++++ Exercise inputs ++++

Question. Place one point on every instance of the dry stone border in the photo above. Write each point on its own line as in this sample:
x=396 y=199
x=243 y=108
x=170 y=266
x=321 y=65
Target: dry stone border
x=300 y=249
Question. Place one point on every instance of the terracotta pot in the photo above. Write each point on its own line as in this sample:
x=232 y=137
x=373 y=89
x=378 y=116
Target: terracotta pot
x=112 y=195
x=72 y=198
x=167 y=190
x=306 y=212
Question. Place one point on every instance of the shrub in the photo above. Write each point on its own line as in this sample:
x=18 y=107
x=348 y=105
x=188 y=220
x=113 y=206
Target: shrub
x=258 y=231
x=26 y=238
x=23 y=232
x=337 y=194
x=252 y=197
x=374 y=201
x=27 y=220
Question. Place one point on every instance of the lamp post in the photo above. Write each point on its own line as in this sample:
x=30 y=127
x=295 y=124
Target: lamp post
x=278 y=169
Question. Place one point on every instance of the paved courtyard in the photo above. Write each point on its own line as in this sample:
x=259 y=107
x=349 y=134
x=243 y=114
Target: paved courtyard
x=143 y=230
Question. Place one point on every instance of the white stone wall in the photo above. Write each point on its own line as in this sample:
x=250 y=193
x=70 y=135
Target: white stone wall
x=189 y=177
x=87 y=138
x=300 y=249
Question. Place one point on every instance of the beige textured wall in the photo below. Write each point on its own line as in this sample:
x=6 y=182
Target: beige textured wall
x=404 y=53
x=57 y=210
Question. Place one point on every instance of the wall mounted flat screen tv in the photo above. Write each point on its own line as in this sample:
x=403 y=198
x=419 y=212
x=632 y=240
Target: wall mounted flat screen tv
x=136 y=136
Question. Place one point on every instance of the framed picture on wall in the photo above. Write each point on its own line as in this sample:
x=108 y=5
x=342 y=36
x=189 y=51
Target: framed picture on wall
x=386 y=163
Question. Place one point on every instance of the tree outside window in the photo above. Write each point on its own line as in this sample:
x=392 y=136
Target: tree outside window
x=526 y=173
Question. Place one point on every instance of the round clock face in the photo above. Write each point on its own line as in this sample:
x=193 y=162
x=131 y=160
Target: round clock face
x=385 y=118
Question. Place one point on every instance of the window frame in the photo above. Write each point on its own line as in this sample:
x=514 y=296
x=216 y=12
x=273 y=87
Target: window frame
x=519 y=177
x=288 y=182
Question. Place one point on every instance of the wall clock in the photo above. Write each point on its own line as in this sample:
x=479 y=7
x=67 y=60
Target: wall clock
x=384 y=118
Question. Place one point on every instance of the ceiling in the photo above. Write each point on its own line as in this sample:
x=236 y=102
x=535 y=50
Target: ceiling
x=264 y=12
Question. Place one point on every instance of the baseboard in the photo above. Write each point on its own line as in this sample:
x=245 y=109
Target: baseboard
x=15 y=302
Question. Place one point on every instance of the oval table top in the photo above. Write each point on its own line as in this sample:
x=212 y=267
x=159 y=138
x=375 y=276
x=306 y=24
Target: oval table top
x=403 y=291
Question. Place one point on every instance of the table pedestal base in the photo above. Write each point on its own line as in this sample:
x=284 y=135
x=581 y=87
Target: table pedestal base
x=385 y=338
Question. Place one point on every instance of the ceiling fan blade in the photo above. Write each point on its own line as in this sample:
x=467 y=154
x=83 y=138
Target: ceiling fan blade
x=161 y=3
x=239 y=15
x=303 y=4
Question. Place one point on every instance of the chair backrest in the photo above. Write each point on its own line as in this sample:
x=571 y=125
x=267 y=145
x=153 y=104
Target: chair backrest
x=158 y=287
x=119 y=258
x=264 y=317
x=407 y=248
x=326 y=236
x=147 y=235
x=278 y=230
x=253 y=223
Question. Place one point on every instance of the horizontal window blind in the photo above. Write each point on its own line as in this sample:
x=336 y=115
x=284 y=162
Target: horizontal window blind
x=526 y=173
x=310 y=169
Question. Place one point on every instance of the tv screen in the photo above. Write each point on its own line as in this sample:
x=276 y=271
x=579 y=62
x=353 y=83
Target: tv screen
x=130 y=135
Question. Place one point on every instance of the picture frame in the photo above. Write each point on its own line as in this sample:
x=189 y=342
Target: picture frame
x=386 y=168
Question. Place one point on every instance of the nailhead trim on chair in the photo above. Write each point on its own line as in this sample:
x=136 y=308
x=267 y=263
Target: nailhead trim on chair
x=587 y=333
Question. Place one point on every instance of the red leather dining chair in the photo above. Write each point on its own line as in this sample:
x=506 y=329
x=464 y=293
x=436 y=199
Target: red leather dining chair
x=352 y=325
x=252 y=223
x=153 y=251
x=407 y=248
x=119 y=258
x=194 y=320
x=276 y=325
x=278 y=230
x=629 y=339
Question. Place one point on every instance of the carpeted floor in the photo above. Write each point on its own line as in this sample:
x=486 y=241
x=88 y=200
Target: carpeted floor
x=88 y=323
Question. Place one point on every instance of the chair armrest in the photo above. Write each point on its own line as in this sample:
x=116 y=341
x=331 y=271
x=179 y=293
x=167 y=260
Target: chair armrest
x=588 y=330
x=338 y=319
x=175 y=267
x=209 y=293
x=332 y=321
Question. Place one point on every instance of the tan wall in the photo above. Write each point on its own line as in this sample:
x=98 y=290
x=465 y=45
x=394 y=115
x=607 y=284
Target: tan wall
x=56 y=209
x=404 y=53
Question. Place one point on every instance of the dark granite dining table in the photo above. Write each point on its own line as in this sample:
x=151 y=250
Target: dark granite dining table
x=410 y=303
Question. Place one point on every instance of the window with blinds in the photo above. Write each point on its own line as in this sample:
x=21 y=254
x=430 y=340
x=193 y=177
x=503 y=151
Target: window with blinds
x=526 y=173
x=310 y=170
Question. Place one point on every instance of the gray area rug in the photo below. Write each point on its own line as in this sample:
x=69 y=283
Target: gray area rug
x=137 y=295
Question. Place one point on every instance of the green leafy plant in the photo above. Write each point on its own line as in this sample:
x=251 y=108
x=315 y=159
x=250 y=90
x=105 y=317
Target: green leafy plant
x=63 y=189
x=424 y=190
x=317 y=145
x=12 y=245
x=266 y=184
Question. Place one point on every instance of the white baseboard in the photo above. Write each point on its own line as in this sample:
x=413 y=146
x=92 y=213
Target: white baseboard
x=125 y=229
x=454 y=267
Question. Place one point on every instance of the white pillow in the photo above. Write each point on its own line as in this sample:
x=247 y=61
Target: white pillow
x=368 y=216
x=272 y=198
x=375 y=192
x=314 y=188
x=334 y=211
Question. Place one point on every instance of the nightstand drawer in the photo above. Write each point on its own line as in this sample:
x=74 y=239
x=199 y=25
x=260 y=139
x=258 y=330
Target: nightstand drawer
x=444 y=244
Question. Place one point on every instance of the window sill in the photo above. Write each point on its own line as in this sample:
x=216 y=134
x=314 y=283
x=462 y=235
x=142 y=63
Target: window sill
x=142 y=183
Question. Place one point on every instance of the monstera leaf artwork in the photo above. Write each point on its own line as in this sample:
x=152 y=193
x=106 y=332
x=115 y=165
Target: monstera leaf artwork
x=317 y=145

++++

▸ Instructions for the task:
Every line holding the string "below" should be copied here, so please find those lines in the data.

▸ Response for this exercise:
Question. Place one point on every instance of the beige textured wall in the photo below. Write each point on its own line as in this sample:
Question. Place one point on every instance of the gray area rug in the photo below. Write each point on its own line as in this sample:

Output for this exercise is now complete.